___ Supplied data ___

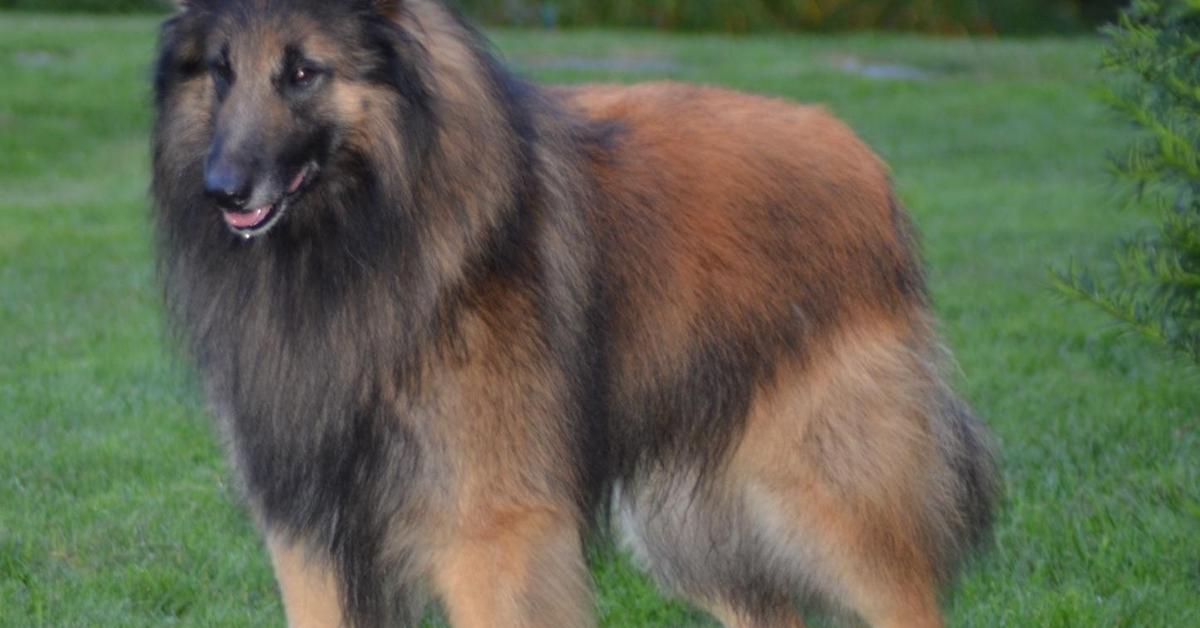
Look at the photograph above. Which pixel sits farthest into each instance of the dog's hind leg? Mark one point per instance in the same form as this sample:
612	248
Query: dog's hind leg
515	568
311	597
865	477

___

Copy out the listing above again word for word, leaving out the picture.

• Response for this exercise:
Look at the photograph above. Which pixel sits farthest into each instance of the dog's hind leg? Mark one point per instance in the same form as this sample:
612	248
Query: dog's hind leg
515	568
311	597
865	477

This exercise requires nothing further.